=== DATA SHOWN ===
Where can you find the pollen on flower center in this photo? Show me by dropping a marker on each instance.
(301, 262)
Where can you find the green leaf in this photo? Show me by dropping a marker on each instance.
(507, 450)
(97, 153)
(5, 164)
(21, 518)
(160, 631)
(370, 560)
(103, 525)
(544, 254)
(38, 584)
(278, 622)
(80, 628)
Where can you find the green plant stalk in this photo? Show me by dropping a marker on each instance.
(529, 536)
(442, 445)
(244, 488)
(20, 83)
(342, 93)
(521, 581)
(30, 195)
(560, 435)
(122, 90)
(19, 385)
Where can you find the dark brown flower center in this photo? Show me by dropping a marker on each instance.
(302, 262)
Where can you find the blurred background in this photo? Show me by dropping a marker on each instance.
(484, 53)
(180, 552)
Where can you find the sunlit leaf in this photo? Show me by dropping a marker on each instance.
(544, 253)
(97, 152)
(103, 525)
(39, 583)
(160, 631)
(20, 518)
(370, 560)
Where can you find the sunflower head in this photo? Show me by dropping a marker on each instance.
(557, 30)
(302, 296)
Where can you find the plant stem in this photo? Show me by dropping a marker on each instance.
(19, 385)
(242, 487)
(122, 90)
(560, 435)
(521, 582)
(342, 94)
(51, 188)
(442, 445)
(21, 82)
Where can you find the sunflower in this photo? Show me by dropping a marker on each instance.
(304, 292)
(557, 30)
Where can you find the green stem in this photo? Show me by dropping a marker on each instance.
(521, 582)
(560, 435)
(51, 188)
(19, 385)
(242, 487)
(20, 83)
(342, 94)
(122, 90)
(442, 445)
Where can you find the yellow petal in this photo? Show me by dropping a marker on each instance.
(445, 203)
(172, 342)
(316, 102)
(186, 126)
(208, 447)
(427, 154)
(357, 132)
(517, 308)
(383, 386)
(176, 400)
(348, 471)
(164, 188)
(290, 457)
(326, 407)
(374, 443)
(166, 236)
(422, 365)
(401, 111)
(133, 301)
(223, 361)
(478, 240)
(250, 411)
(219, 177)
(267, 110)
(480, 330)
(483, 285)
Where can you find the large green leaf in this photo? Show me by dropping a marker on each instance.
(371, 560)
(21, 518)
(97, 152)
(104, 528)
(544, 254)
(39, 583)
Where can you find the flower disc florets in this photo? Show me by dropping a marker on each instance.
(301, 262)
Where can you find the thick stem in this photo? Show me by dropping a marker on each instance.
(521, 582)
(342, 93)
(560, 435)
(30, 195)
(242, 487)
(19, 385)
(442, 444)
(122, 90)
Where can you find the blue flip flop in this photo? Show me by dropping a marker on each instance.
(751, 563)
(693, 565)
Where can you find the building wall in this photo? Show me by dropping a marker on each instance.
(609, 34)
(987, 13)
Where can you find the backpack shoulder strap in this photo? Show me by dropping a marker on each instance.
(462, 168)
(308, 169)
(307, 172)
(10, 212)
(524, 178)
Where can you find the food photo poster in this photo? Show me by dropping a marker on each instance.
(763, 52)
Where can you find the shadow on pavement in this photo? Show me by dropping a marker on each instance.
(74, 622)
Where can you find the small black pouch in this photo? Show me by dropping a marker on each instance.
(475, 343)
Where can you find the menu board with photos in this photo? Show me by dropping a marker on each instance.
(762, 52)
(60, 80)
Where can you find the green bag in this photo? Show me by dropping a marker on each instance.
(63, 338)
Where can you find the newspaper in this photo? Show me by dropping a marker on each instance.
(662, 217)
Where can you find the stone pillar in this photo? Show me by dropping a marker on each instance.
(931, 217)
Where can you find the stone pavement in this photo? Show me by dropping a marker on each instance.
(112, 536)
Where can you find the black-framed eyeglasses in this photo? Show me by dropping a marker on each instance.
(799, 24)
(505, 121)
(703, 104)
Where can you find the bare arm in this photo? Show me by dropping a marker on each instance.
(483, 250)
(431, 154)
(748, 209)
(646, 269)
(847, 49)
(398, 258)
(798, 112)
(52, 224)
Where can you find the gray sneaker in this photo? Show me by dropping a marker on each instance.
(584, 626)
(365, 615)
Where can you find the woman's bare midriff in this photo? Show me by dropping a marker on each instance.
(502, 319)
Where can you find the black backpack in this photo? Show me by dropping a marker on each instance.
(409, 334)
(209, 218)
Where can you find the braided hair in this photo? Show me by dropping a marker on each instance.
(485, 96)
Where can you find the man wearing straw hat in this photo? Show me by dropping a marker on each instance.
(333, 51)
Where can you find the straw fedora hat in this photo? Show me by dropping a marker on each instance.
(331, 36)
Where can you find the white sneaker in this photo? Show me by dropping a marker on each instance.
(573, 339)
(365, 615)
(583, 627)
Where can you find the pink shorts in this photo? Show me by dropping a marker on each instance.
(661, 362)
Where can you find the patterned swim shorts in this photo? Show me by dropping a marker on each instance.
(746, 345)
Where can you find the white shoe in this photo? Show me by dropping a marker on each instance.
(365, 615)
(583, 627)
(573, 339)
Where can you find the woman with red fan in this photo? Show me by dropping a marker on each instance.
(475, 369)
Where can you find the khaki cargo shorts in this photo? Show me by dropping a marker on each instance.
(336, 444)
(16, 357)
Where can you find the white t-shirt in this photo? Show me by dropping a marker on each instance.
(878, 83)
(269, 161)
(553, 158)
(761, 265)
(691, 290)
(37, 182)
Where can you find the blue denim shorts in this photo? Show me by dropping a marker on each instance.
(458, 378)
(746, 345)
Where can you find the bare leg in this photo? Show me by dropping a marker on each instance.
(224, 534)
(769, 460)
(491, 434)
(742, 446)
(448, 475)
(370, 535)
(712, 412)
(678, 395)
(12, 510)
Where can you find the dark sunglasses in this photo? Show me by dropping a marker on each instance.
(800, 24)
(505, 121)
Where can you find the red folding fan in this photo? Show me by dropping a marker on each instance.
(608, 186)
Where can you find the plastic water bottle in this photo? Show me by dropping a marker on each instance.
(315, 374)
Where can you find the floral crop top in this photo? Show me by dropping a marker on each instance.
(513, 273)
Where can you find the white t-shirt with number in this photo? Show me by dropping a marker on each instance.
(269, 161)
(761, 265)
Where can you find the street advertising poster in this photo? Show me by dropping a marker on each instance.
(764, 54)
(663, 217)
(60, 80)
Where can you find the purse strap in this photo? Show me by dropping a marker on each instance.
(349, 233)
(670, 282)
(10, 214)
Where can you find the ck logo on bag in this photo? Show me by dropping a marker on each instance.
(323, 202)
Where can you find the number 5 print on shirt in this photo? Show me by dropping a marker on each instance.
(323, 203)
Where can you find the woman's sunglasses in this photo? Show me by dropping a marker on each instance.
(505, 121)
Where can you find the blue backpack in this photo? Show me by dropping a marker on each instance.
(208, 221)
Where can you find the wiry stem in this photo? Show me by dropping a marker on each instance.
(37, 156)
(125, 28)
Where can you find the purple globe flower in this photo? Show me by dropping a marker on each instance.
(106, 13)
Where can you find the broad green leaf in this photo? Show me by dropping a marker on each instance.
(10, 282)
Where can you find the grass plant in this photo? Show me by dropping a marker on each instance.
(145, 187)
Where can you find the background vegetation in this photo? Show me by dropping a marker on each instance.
===
SET EXERCISE.
Repeat, without change, each line of the data above from the one that contains "Where can you find the street" through the final line, counting both.

FULL OUTPUT.
Where can you find the street advertising poster in this photo? Show me by dropping a marker on each instance.
(764, 54)
(663, 217)
(60, 80)
Where can you find the purse strap in this photo? Show me by dropping a marker on each instance.
(349, 233)
(670, 282)
(10, 214)
Where can you find the ck logo on bag in this photo? Show me by dropping a marker on each instance.
(323, 202)
Where can you find the number 5 print on shirt in this photo? Show me by dropping a marker on each instance.
(323, 203)
Where can you find the woman's sunglasses in this photo? Show me by dropping a marker on each instance.
(505, 121)
Where can you find the blue backpack in this photo? Show me by dropping a marker on each instance.
(208, 221)
Where can you find the wiry stem in this photo? Show me by dropping a marker on each instance.
(37, 156)
(125, 28)
Where can you find the purple globe flower in this photo? Show me by dropping a marker on each instance.
(106, 13)
Where can you find the broad green leaf in this photo? Show me by dropping a marker on each instance.
(10, 282)
Where can you find the grass plant in this photo? Show me by dropping a marker on each instance.
(145, 187)
Where can you find the background vegetation in this photo? Show me by dropping a marker on each instance.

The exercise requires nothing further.